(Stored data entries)
* * *

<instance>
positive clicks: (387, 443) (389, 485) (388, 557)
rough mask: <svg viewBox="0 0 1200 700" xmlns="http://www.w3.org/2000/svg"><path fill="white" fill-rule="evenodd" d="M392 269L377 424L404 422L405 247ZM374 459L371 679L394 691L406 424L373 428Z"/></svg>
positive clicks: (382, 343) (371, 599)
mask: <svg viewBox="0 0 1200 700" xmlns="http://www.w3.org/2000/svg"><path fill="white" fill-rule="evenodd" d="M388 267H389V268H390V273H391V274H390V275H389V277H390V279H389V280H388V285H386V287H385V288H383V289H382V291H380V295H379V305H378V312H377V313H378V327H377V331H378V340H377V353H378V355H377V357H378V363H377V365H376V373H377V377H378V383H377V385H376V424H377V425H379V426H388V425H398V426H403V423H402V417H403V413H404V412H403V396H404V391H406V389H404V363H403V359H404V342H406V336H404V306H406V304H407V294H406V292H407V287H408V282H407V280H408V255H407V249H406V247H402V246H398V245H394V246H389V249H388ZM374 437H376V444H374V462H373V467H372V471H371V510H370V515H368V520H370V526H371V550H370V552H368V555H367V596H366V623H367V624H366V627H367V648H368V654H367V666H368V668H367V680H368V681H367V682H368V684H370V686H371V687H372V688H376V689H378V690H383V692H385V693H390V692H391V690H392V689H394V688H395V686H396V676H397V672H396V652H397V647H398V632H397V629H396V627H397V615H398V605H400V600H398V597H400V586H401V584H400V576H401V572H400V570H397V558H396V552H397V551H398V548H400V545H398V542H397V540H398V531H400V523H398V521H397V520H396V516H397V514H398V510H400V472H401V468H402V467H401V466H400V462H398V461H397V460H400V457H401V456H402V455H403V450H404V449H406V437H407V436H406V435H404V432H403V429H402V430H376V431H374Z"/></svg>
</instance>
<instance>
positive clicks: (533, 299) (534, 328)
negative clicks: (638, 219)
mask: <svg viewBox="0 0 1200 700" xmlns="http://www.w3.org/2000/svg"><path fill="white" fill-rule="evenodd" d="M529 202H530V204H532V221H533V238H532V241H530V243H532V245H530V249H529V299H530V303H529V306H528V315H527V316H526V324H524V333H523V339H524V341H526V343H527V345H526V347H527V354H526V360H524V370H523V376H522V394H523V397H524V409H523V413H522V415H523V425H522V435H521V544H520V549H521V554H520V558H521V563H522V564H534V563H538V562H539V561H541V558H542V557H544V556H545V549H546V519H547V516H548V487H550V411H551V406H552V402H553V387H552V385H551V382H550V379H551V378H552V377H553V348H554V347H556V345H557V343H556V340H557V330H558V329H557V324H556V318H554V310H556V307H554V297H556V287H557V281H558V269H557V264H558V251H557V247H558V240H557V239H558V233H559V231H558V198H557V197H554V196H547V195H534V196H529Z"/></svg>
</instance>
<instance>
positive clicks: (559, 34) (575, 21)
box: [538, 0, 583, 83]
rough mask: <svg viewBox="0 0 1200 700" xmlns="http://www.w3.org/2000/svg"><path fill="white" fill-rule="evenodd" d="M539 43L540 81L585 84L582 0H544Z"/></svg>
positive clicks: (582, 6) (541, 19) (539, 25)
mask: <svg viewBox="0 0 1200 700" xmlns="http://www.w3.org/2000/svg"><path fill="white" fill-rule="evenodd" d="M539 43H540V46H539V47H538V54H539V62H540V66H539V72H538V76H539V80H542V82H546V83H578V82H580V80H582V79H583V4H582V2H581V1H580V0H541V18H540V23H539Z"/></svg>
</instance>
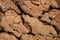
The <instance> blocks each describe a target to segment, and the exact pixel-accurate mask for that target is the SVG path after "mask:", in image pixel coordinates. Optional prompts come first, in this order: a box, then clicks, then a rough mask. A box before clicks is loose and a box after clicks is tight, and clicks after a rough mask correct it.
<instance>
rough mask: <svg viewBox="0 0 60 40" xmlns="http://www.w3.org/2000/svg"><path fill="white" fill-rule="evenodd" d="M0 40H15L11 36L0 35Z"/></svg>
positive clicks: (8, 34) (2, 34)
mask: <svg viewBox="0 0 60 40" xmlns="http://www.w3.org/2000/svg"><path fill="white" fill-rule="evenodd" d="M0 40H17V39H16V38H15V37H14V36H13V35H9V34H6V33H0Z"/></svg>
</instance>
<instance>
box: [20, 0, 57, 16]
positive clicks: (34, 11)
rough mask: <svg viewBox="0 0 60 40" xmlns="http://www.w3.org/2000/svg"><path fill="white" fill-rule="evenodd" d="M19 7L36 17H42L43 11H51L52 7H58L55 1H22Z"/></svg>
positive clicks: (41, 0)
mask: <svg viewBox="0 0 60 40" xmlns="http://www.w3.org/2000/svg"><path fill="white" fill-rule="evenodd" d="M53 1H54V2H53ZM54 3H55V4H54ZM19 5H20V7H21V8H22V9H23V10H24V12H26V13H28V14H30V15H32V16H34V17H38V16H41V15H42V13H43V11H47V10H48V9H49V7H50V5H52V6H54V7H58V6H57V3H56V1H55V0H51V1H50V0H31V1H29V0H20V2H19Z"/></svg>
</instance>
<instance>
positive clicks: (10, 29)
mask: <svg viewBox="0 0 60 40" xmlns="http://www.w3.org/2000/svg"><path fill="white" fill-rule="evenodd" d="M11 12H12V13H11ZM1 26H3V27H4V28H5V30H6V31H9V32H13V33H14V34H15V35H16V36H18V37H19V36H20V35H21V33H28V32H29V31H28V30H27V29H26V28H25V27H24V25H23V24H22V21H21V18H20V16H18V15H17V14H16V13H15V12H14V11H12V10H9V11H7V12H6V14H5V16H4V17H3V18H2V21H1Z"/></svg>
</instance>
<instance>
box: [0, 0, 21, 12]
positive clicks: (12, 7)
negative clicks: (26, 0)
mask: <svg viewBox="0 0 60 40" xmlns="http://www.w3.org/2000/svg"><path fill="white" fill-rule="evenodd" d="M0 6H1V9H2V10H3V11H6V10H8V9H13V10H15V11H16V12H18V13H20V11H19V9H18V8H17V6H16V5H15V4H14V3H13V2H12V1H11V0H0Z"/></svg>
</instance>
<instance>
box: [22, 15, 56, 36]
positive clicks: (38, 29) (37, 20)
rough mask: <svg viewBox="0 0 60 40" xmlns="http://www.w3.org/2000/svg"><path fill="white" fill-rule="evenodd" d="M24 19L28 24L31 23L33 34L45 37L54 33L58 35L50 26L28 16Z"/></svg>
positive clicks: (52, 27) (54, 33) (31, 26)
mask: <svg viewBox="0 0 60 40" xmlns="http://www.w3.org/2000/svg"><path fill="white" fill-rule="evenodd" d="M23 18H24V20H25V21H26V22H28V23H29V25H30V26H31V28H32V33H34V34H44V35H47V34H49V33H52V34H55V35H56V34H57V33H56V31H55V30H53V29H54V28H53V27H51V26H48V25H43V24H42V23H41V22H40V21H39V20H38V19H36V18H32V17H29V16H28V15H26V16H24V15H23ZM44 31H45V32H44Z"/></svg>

* * *

→ **Exercise**:
Please keep the pictures out and reproduce the records above exactly.

→ **Response to the task**:
<instance>
positive clicks: (387, 443) (389, 485) (388, 557)
rough mask: <svg viewBox="0 0 1200 700" xmlns="http://www.w3.org/2000/svg"><path fill="white" fill-rule="evenodd" d="M392 269L377 424L404 422L405 247ZM374 459L371 679L394 691L406 424L373 428Z"/></svg>
positive clicks: (382, 343) (371, 599)
mask: <svg viewBox="0 0 1200 700" xmlns="http://www.w3.org/2000/svg"><path fill="white" fill-rule="evenodd" d="M388 267H389V268H390V273H391V274H390V275H389V277H390V279H389V280H388V285H386V287H385V288H383V289H382V291H380V295H379V305H378V312H377V313H378V327H377V331H378V340H377V353H378V355H377V357H378V363H377V365H376V373H377V377H378V383H377V385H376V424H377V425H379V426H388V425H398V426H403V423H402V417H403V413H404V412H403V396H404V391H406V389H404V363H403V359H404V342H406V336H404V306H406V304H407V294H406V292H407V287H408V282H407V280H408V255H407V249H406V247H402V246H398V245H394V246H389V249H388ZM374 437H376V444H374V462H373V467H372V471H371V510H370V515H368V520H370V526H371V550H370V552H368V555H367V596H366V623H367V624H366V627H367V648H368V654H367V666H368V668H367V680H368V681H367V682H368V684H370V686H371V687H372V688H376V689H378V690H383V692H385V693H390V692H391V690H392V689H394V688H395V686H396V676H397V672H396V652H397V647H398V632H397V629H396V627H397V615H398V605H400V600H398V597H400V586H401V584H400V576H401V572H400V570H397V558H396V552H397V551H398V548H400V545H398V542H397V540H398V531H400V523H398V521H397V520H396V516H397V514H398V510H400V472H401V468H402V467H401V466H400V462H398V461H397V460H400V457H401V456H402V455H403V450H404V449H406V437H407V436H406V435H404V432H403V429H402V430H376V431H374Z"/></svg>
</instance>
<instance>
positive clicks: (533, 299) (534, 328)
negative clicks: (638, 219)
mask: <svg viewBox="0 0 1200 700" xmlns="http://www.w3.org/2000/svg"><path fill="white" fill-rule="evenodd" d="M529 202H530V204H532V221H533V238H532V241H530V243H532V245H530V249H529V299H530V303H529V306H528V315H527V316H526V324H524V333H523V339H524V341H526V343H527V345H526V347H527V354H526V360H524V370H523V376H522V394H523V397H524V409H523V413H522V415H523V425H522V435H521V544H520V549H521V554H520V558H521V563H522V564H534V563H538V562H539V561H541V558H542V557H544V556H545V549H546V519H547V516H548V487H550V411H551V406H552V402H553V387H552V385H551V382H550V379H551V378H552V377H553V348H554V347H556V345H557V343H556V340H557V330H558V329H557V324H556V318H554V310H556V307H554V297H556V287H557V281H558V269H557V264H558V251H557V247H558V240H557V239H558V233H559V231H558V198H557V197H554V196H547V195H534V196H529Z"/></svg>
</instance>
<instance>
positive clicks: (559, 34) (575, 21)
box: [538, 0, 583, 83]
rough mask: <svg viewBox="0 0 1200 700" xmlns="http://www.w3.org/2000/svg"><path fill="white" fill-rule="evenodd" d="M539 43L540 81L585 84L582 0H544Z"/></svg>
positive clicks: (582, 6) (541, 19) (539, 25)
mask: <svg viewBox="0 0 1200 700" xmlns="http://www.w3.org/2000/svg"><path fill="white" fill-rule="evenodd" d="M539 43H540V46H539V47H538V54H539V62H540V66H539V72H538V76H539V80H542V82H546V83H578V82H580V80H582V79H583V4H582V2H581V1H580V0H541V18H540V23H539Z"/></svg>
</instance>
The <instance> blocks each describe a target to segment, and the exact pixel-accurate mask for that target is the SVG path after "mask:", in image pixel coordinates. Optional prompts come first, in this order: a box, then clicks, then a rough mask. A box before clicks is loose and a box after clicks is tight, and clicks after a rough mask correct it.
<instance>
rough mask: <svg viewBox="0 0 60 40" xmlns="http://www.w3.org/2000/svg"><path fill="white" fill-rule="evenodd" d="M0 40H15L11 36L0 35Z"/></svg>
positive clicks: (8, 34) (2, 34)
mask: <svg viewBox="0 0 60 40" xmlns="http://www.w3.org/2000/svg"><path fill="white" fill-rule="evenodd" d="M0 40H17V39H16V38H15V37H14V36H13V35H9V34H6V33H0Z"/></svg>
</instance>
<instance>
box: [20, 0, 57, 16]
positive clicks: (34, 11)
rough mask: <svg viewBox="0 0 60 40" xmlns="http://www.w3.org/2000/svg"><path fill="white" fill-rule="evenodd" d="M19 7L36 17H42L43 11H51L52 7H58L55 1H22Z"/></svg>
positive clicks: (41, 0)
mask: <svg viewBox="0 0 60 40" xmlns="http://www.w3.org/2000/svg"><path fill="white" fill-rule="evenodd" d="M53 1H54V2H53ZM54 3H55V4H54ZM19 5H20V7H21V8H22V9H23V10H24V12H26V13H28V14H30V15H32V16H34V17H38V16H41V15H42V13H43V11H47V10H48V9H49V7H50V5H52V6H54V7H58V6H57V3H56V1H55V0H51V1H50V0H31V1H29V0H20V2H19Z"/></svg>
</instance>
<instance>
positive clicks: (10, 29)
mask: <svg viewBox="0 0 60 40" xmlns="http://www.w3.org/2000/svg"><path fill="white" fill-rule="evenodd" d="M11 12H12V13H11ZM1 26H3V27H4V28H5V30H6V31H9V32H13V33H14V34H15V35H16V36H18V37H19V36H20V35H21V33H28V32H29V31H28V30H27V29H26V28H25V27H24V25H23V24H22V21H21V18H20V16H18V15H17V14H16V13H15V12H14V11H12V10H9V11H7V12H6V14H5V16H4V17H3V18H2V21H1Z"/></svg>
</instance>
<instance>
box: [0, 0, 21, 12]
positive clicks: (12, 7)
negative clicks: (26, 0)
mask: <svg viewBox="0 0 60 40" xmlns="http://www.w3.org/2000/svg"><path fill="white" fill-rule="evenodd" d="M0 6H1V9H2V10H3V11H6V10H8V9H13V10H15V11H16V12H18V13H20V11H19V9H18V8H17V6H16V5H15V4H14V3H13V2H12V1H11V0H0Z"/></svg>
</instance>
<instance>
box: [22, 15, 56, 36]
positive clicks: (38, 29) (37, 20)
rough mask: <svg viewBox="0 0 60 40" xmlns="http://www.w3.org/2000/svg"><path fill="white" fill-rule="evenodd" d="M24 19L28 24L31 23L33 34L45 37L54 33L58 35L50 26L28 16Z"/></svg>
positive clicks: (52, 27) (54, 33) (31, 26)
mask: <svg viewBox="0 0 60 40" xmlns="http://www.w3.org/2000/svg"><path fill="white" fill-rule="evenodd" d="M23 18H24V20H25V21H26V22H28V23H29V25H30V26H31V28H32V33H34V34H44V35H47V34H49V33H52V34H55V35H56V34H57V33H56V31H55V30H53V29H54V28H53V27H51V26H48V25H43V24H42V23H41V22H40V21H39V20H38V19H36V18H32V17H29V16H28V15H26V16H24V15H23ZM44 31H45V32H44Z"/></svg>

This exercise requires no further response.